### DOCUMENT EXTRACT:
%%

We prize new artistic expressions, innovations in design patterns, because an unexpected event, an improbable event, carries more information, according to Claude Shannon’s entropy formula. Profuse as it is now, life itself on this planet was an improbable event, and it is so in other parts of the universe. No other sphere in our solar system appears to allow for life, conditions for organisms on the surface of planets or satellites being anywhere from inhospitably cold as on Mars to hellishly hot as on Venus. Blue-white earth is a rare jewel in space, harboring our kind of life and all its wonders.

No human can create such a jewel of fine art as the earth, no matter how great the talent or the love for creation that the artist holds.

Talent and love are potent channels for the expression of the life force. Love is life’s field of force. Place living things ( plants, animals, or people) in this field of love and they thrive. We have seen the expression of the life force in the flowering of artistic geniuses like Wolfgang Amadeus Mozart, van Gogh, and Michelangelo. The life force creates order, yet artists often live and work in a messy environment; their private lives are often messy too with divorces, affairs, and mental instabilities. Why do we have this paradox of order within disorder with artists, creators of designs, melodies, harmonies, and symmetries? Artists crave chaos, because chaotic situations stimulate them to create order in their chosen medium of expression. Artists ignore the messes they are in, because they are possessed by love and lust in their inner world.

In all of us, love for mates, children, family, community, work, play, and the world drives the will to greater effort designing, building, growing, and thriving. Love, our mammalian heritage, is the springboard for the life force.

%%

### EXTRACTED DATA:

%%

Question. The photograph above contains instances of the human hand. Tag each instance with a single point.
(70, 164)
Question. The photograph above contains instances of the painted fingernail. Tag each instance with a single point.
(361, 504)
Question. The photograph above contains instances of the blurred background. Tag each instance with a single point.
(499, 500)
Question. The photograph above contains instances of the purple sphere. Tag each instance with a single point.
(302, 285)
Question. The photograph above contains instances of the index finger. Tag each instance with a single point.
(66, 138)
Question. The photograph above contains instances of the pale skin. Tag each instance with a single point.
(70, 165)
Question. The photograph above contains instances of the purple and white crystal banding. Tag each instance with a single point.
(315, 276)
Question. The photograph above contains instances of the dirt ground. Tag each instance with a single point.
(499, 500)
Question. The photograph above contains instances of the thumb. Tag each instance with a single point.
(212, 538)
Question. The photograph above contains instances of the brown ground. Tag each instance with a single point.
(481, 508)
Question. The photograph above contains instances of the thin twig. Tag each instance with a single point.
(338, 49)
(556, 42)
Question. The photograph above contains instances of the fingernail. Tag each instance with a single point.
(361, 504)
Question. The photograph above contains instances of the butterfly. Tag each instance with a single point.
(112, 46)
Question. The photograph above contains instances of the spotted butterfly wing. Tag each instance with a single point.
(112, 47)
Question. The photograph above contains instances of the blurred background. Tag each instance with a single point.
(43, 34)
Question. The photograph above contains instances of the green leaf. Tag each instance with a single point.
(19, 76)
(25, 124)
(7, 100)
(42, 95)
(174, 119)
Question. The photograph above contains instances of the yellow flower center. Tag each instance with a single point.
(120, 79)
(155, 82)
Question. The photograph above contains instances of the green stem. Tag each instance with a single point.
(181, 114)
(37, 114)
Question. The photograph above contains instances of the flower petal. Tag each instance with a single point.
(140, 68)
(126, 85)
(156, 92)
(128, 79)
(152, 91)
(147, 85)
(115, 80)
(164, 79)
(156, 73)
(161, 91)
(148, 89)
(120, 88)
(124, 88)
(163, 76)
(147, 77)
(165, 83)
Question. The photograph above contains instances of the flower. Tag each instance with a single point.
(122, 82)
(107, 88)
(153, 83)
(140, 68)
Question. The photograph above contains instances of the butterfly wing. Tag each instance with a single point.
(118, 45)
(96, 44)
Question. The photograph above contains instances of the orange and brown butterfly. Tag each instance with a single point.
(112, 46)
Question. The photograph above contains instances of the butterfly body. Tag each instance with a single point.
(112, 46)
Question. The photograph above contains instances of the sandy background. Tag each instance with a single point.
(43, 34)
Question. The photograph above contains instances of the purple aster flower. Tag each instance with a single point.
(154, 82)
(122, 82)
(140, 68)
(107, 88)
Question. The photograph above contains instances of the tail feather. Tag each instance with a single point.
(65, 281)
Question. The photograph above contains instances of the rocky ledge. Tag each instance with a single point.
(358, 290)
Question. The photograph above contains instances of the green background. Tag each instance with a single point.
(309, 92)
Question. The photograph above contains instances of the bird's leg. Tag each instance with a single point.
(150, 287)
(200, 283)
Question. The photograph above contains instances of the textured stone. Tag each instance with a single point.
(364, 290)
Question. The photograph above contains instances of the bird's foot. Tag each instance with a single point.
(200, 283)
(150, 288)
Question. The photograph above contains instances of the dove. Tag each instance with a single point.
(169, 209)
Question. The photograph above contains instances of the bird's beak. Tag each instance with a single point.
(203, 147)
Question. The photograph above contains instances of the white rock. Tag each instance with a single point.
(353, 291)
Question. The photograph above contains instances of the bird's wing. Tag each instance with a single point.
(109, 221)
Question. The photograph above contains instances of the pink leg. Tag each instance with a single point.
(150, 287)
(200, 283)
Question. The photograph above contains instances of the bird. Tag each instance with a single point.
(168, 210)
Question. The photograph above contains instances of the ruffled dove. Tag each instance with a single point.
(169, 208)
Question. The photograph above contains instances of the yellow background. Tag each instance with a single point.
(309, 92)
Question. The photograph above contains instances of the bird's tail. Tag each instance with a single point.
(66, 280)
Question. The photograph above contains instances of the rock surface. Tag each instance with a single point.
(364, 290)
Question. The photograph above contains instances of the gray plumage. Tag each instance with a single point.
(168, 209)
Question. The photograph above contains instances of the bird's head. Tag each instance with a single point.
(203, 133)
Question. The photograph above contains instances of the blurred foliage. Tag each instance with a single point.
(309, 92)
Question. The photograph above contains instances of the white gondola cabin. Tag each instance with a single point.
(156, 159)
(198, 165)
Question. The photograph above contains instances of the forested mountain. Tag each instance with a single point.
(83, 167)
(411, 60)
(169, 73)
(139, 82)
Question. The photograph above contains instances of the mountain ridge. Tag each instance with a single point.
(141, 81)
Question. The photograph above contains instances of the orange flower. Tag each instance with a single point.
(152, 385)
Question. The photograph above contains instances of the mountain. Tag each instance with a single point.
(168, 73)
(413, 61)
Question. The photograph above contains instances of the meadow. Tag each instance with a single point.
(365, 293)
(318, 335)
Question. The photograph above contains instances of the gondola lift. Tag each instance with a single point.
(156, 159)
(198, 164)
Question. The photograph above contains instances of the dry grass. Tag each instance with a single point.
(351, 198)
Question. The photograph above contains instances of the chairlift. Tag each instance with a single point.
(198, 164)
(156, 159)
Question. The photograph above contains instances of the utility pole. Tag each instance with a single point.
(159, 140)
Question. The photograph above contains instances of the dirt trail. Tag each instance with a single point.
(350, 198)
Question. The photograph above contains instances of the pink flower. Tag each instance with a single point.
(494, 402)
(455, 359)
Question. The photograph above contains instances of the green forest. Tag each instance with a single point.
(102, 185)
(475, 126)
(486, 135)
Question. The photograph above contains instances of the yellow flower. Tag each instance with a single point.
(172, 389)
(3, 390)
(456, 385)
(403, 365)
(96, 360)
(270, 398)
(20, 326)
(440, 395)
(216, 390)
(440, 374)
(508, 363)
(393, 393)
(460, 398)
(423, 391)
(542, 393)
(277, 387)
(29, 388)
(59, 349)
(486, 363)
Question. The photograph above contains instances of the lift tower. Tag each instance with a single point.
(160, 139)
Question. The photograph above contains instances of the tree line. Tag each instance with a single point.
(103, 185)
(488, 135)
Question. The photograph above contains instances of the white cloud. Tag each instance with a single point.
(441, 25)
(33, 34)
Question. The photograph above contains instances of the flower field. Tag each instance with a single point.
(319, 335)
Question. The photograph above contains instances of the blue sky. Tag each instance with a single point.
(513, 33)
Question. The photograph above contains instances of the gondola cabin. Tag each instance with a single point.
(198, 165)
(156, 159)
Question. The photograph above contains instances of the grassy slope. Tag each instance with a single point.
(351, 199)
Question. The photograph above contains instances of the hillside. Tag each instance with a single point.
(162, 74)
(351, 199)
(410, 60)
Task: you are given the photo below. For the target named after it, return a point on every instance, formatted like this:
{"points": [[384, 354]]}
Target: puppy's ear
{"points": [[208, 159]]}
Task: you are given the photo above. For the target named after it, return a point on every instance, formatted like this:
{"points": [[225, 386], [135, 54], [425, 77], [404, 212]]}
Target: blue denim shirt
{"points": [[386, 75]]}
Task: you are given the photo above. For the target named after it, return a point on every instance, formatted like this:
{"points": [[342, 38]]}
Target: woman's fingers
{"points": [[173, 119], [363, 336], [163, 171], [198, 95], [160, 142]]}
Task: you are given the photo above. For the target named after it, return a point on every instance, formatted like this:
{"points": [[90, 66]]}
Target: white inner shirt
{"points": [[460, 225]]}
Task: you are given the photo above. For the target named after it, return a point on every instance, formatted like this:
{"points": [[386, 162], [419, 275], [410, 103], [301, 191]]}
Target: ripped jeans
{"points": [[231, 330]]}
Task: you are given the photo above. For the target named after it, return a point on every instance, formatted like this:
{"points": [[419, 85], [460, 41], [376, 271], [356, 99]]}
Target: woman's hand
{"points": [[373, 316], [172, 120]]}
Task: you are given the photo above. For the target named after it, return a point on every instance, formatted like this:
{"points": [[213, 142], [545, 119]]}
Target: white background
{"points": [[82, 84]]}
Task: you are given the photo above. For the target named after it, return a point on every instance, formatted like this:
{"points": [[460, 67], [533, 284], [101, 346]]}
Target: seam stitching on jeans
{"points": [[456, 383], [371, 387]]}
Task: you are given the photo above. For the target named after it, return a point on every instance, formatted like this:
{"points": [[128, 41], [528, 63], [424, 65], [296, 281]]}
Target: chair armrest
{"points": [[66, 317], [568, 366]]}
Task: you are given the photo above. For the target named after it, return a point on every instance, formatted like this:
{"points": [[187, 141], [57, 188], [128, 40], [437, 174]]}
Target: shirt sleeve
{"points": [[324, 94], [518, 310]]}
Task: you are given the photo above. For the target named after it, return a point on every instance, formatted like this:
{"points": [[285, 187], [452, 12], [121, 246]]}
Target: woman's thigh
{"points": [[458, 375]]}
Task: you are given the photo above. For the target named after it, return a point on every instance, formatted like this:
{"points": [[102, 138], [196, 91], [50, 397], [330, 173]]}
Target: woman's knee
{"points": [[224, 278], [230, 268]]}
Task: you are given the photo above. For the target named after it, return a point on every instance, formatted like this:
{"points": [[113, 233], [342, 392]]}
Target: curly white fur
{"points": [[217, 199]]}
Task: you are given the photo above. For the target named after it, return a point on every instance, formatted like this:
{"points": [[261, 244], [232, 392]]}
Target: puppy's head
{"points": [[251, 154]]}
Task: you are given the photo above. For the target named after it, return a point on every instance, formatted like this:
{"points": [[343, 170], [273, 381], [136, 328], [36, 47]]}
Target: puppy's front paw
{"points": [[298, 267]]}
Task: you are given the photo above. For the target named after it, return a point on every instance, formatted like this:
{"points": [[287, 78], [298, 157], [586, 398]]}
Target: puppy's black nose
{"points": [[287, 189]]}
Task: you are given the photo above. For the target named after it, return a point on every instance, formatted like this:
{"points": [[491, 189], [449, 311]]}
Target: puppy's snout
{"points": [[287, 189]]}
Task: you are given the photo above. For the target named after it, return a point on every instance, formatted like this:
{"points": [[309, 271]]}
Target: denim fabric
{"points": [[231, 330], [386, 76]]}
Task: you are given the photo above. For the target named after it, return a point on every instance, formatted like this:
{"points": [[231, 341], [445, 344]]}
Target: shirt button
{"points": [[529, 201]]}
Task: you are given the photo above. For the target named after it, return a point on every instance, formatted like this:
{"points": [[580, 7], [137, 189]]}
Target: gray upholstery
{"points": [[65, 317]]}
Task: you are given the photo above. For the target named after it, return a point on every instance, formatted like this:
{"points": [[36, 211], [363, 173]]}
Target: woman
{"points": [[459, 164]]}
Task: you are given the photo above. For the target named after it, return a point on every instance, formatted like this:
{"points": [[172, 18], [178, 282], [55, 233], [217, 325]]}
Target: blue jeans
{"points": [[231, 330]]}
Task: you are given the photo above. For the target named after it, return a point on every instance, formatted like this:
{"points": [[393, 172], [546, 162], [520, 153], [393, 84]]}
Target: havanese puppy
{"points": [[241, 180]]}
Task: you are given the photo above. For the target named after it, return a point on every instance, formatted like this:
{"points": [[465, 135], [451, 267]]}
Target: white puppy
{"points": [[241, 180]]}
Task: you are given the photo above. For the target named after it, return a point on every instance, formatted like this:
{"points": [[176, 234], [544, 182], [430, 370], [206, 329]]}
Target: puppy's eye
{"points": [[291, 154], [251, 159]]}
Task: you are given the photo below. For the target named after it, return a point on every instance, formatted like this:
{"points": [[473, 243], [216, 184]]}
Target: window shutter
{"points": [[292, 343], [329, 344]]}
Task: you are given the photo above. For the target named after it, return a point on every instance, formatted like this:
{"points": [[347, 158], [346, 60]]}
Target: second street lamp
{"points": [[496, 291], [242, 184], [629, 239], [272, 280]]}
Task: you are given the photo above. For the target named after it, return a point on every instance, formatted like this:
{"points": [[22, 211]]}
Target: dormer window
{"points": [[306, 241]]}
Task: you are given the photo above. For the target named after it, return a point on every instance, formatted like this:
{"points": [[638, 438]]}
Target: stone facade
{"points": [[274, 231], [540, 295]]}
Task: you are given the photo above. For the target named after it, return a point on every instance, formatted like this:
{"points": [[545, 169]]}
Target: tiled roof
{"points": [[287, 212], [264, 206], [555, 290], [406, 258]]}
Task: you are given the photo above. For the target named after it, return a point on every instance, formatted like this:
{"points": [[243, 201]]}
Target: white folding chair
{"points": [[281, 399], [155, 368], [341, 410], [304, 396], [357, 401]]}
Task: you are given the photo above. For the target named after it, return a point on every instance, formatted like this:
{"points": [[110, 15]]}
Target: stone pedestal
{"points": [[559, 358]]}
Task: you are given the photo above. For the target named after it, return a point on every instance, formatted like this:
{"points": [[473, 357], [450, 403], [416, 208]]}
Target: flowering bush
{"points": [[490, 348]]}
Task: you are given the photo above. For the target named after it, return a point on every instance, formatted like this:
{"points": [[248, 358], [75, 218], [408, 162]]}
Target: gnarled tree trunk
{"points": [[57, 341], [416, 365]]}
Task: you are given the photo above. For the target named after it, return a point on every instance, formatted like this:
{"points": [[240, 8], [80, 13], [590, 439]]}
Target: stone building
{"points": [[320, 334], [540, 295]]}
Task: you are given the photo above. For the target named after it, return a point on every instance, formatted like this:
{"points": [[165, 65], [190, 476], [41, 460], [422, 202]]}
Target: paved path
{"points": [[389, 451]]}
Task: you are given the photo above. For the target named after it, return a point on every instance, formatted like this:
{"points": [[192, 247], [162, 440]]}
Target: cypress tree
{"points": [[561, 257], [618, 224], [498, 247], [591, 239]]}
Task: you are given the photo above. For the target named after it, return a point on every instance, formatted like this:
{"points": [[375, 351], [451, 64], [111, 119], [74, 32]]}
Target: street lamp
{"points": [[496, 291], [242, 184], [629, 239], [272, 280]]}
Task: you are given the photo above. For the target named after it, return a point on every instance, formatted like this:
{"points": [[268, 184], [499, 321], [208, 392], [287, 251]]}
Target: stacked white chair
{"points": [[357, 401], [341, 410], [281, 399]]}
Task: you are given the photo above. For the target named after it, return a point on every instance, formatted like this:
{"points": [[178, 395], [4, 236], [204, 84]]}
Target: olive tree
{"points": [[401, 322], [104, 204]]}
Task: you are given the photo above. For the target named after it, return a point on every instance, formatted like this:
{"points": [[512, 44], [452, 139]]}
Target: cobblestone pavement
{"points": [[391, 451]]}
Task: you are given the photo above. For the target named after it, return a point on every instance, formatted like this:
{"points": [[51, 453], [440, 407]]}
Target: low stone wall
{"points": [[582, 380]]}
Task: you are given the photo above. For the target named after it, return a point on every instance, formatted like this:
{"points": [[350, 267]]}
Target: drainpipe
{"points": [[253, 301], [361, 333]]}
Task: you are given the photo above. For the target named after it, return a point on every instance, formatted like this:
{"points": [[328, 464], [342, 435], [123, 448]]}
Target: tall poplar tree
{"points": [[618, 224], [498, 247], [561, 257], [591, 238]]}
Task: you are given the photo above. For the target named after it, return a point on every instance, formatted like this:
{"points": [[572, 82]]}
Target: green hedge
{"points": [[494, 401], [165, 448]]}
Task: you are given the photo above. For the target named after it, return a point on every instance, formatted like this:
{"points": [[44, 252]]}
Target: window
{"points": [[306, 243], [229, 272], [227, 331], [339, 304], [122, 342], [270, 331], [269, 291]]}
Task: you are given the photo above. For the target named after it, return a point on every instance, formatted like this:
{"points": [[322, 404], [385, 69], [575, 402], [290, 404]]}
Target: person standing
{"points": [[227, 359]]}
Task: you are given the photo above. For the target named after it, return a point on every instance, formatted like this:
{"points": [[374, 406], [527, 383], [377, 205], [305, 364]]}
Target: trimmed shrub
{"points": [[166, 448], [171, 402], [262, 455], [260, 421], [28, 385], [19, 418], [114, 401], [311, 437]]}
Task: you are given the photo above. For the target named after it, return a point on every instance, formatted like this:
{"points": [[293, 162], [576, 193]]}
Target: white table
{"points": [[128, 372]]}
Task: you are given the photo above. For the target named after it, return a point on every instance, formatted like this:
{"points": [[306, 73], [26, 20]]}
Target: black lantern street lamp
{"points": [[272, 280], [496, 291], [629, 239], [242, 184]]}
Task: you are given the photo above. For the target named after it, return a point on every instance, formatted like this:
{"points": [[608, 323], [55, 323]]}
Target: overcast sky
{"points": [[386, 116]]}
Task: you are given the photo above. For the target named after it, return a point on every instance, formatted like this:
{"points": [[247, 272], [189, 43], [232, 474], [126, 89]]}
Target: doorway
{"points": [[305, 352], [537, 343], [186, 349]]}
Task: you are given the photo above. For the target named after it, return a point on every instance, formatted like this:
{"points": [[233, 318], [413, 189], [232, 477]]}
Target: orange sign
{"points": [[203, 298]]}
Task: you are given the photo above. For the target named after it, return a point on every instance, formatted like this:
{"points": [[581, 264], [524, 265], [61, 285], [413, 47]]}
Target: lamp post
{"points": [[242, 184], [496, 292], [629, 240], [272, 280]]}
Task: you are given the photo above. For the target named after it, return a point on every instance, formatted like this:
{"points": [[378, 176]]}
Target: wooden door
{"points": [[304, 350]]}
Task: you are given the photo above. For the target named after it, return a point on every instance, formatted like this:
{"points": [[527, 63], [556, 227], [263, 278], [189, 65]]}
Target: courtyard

%%

Rewrite the passage on love and the life force, starting with "In all of us, love" and ending after "for the life force.". Put "wellspring" in place of "springboard".

### WRITTEN ANSWER:
In all of us, love for mates, children, family, community, work, play, and the world drives the will to greater effort designing, building, growing, and thriving. Love, our mammalian heritage, is the wellspring for the life force.